— Exercise brief —
Rewrite the listing below with every "marker" swapped for "dot", keeping everything else the same.

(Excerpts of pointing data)

☆ ☆ ☆ ☆

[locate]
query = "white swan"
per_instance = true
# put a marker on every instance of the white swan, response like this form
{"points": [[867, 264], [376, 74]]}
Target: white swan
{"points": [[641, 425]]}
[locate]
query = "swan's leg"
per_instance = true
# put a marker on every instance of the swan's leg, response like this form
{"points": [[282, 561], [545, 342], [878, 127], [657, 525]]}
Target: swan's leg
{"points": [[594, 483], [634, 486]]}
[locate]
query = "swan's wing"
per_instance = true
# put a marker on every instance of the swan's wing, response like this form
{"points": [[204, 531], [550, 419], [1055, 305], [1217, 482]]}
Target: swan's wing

☆ ☆ ☆ ☆

— Worked answer —
[locate]
query = "white swan"
per_instance = true
# put a dot on every instance of the white swan, response like this form
{"points": [[867, 264], [376, 74]]}
Target: white swan
{"points": [[641, 425]]}
[locate]
query = "swan's leg"
per_instance = true
# put a dot on every instance of the swan's leg, response like this form
{"points": [[282, 561], [545, 342], [878, 127], [657, 525]]}
Target: swan's leg
{"points": [[594, 483], [634, 486]]}
[locate]
query = "swan's wing"
per_instance = true
# put a dot on every instance of the swan's wing, response like this form
{"points": [[204, 531], [550, 419], [1055, 305], [1217, 482]]}
Target: swan's wing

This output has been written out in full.